> Data for the task

☆ ☆ ☆

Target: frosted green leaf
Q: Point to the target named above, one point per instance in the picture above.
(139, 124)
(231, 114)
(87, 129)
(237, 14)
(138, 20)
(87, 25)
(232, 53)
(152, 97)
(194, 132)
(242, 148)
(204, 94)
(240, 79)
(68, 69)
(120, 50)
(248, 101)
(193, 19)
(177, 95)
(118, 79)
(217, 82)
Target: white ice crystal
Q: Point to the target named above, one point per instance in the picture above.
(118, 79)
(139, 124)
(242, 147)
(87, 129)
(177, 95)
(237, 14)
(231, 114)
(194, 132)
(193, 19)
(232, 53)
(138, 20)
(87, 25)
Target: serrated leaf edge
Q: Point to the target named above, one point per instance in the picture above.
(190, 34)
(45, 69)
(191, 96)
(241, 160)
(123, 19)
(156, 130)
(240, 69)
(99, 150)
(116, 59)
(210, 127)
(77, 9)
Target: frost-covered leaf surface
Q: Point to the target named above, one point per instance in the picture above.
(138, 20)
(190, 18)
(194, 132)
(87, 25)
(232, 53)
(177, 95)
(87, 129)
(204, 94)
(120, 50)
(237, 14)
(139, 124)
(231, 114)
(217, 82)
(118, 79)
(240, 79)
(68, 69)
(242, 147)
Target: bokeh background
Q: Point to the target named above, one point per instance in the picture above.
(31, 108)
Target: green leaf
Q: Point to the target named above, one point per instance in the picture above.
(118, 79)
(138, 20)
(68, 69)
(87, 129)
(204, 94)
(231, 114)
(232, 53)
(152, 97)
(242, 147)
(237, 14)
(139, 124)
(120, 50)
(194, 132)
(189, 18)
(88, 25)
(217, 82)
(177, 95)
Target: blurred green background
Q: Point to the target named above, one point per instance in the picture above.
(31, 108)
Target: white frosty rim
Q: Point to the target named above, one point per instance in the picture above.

☆ ☆ ☆

> Your goal
Copy all of the data. Keep every word exactly as it is.

> Answer
Target: frosted green leaf
Q: Point to the target named above, one point per instance in the picture above.
(139, 124)
(231, 114)
(87, 129)
(237, 14)
(138, 20)
(87, 25)
(232, 53)
(152, 97)
(194, 132)
(242, 148)
(204, 94)
(240, 79)
(68, 69)
(120, 50)
(248, 101)
(193, 19)
(177, 95)
(118, 79)
(217, 82)
Target: white ice crystal
Q: Point to the target named above, one point per instance in the picture above.
(118, 79)
(139, 124)
(242, 147)
(87, 129)
(177, 95)
(237, 14)
(231, 114)
(194, 132)
(193, 19)
(232, 53)
(138, 20)
(87, 25)
Target: serrated leaf edge
Q: Point to the target named above, one point per instance in the picture above.
(190, 34)
(45, 69)
(191, 96)
(241, 160)
(123, 19)
(156, 130)
(240, 69)
(99, 150)
(116, 59)
(210, 127)
(77, 9)
Target: frost-covered leaf surface
Q: Point to the target named above, one point per instance in the picture above.
(138, 20)
(190, 18)
(194, 132)
(87, 25)
(232, 53)
(177, 95)
(87, 129)
(204, 94)
(120, 50)
(237, 14)
(139, 124)
(231, 114)
(217, 82)
(118, 79)
(240, 79)
(68, 69)
(242, 147)
Target: bokeh background
Q: Point to the target named above, one point per instance in the picture above.
(31, 108)
Target: green leaf
Q: Point to the target named above, one point per instance in the picture above.
(118, 79)
(138, 20)
(68, 69)
(87, 129)
(204, 94)
(231, 114)
(232, 53)
(152, 97)
(242, 147)
(237, 14)
(139, 124)
(120, 50)
(194, 132)
(189, 18)
(88, 25)
(217, 82)
(177, 95)
Target: blurred green background
Q: Point to the target named above, one point per instance in the picture above.
(31, 108)
Target: white frosty rim
Q: Point to the target named above, one point per instance in the picture above.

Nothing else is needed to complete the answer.